**Data supplied**
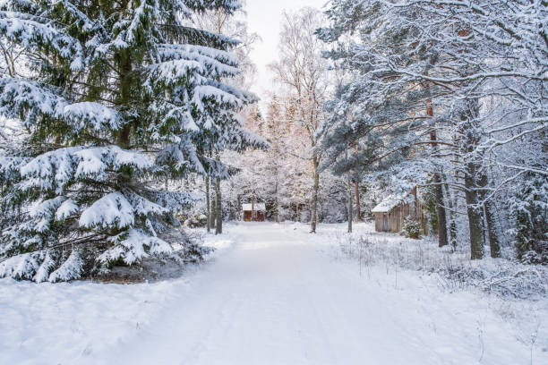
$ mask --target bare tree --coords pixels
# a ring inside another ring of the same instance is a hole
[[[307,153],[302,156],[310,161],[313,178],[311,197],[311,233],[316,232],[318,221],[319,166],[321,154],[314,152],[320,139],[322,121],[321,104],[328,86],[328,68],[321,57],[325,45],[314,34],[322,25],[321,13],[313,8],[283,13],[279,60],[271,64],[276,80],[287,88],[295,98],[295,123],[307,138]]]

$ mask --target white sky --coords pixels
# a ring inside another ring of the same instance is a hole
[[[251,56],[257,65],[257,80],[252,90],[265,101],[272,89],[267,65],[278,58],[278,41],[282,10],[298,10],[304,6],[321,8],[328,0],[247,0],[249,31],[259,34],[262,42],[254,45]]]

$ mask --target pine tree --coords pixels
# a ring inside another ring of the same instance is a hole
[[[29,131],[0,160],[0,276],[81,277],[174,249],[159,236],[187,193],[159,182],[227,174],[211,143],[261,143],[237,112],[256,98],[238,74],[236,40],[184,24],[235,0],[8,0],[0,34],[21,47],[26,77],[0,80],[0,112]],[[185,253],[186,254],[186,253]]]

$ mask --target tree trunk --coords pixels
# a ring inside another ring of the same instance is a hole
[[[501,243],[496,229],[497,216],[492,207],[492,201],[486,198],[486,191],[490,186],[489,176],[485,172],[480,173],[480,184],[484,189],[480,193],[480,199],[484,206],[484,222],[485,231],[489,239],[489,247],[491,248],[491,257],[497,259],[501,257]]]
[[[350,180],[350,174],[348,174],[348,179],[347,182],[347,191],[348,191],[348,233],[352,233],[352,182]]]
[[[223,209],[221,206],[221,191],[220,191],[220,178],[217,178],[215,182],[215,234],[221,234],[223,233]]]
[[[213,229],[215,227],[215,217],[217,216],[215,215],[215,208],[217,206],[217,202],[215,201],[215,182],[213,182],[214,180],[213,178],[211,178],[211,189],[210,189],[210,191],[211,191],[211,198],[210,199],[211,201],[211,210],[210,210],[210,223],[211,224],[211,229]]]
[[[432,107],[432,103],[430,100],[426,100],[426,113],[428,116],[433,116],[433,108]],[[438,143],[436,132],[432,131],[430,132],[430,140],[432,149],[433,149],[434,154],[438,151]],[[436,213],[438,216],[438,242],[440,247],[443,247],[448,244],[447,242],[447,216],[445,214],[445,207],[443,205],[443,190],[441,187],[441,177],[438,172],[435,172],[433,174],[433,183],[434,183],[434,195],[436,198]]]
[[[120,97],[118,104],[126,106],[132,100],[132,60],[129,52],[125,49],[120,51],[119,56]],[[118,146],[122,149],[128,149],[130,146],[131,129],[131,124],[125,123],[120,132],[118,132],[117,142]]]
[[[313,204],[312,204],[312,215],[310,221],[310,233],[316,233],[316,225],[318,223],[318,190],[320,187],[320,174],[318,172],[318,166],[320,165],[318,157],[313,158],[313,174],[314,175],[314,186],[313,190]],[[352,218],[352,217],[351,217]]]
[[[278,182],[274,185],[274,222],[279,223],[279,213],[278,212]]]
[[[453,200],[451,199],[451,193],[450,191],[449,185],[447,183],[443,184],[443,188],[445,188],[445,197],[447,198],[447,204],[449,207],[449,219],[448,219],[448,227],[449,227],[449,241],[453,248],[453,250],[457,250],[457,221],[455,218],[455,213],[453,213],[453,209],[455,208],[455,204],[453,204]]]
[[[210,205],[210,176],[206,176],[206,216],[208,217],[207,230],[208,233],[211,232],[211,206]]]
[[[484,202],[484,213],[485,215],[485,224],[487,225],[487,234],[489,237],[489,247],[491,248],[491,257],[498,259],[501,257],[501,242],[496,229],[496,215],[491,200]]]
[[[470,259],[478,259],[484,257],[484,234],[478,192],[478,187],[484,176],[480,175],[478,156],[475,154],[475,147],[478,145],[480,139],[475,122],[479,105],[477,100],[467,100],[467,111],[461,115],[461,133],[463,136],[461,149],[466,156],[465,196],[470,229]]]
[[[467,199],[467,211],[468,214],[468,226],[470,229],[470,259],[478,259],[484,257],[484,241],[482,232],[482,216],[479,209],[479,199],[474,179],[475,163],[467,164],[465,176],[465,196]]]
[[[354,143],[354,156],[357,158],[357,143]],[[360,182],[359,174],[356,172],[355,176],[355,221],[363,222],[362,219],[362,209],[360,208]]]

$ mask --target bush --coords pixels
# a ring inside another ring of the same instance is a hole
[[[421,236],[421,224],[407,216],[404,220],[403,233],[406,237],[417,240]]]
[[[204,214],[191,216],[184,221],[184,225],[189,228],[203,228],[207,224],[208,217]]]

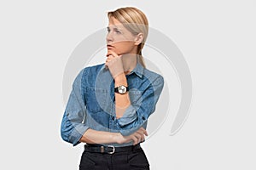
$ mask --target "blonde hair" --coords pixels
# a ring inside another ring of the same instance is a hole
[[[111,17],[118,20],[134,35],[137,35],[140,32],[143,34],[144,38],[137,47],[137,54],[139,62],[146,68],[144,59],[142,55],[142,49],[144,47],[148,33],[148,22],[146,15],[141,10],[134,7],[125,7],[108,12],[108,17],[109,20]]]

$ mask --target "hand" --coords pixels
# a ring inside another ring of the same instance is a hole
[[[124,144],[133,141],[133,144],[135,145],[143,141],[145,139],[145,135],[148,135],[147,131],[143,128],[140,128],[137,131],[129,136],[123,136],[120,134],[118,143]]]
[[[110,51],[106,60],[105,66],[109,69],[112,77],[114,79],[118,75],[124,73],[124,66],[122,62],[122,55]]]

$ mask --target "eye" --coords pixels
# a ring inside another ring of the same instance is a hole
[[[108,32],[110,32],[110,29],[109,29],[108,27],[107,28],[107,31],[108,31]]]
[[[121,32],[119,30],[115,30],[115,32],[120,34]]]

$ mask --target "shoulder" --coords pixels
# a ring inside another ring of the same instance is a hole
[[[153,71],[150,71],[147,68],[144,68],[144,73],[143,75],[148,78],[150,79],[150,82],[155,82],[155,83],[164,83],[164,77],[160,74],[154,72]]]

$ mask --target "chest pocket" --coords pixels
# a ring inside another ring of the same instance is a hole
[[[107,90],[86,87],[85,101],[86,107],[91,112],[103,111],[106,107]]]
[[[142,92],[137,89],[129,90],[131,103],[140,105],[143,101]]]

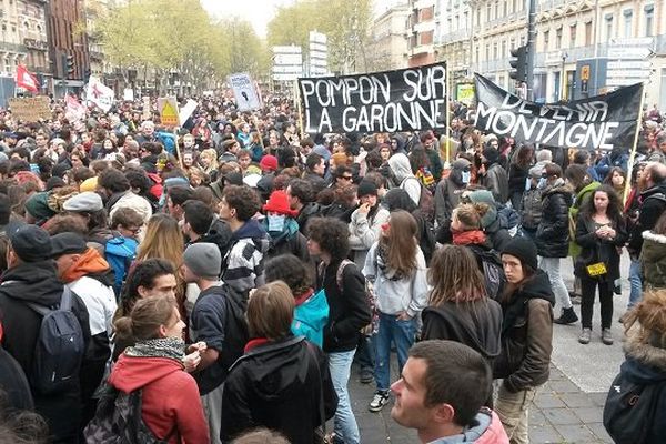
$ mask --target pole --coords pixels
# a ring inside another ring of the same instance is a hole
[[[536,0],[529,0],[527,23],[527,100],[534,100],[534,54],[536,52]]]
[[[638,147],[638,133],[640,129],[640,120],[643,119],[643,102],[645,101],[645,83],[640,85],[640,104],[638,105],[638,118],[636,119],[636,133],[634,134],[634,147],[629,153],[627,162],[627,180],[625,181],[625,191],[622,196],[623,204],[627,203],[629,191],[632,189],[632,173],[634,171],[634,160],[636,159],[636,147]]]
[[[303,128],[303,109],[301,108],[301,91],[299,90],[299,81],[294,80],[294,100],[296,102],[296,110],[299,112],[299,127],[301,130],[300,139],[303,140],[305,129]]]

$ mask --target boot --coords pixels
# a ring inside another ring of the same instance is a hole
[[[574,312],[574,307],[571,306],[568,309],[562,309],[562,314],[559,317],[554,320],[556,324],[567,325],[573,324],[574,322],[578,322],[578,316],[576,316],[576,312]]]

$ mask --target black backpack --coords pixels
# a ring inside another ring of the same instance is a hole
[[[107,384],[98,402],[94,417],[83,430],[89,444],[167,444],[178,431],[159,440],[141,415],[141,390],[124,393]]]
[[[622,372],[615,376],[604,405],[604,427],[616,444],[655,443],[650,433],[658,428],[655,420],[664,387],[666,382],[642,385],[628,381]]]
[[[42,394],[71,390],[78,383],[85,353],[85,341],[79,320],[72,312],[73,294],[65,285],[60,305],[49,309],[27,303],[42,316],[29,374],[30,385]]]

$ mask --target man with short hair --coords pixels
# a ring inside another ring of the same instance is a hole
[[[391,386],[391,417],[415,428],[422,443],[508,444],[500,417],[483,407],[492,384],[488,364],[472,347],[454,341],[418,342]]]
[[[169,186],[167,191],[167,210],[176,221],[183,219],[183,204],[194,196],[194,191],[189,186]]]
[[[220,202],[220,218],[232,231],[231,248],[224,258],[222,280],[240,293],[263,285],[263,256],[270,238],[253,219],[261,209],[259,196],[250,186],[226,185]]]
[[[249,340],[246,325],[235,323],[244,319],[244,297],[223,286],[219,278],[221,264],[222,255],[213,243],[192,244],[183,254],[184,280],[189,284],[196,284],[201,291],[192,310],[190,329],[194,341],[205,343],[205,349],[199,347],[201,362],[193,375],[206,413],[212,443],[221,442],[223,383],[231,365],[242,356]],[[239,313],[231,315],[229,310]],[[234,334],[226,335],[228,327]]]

**Task to complete**
List every line of the records that contains the string "tree", copying each line in full. Case matters.

**Exercise response**
$ mask --target bare tree --coords pixels
$ mask --target pine tree --coords pixels
$ mask --target tree trunk --coords pixels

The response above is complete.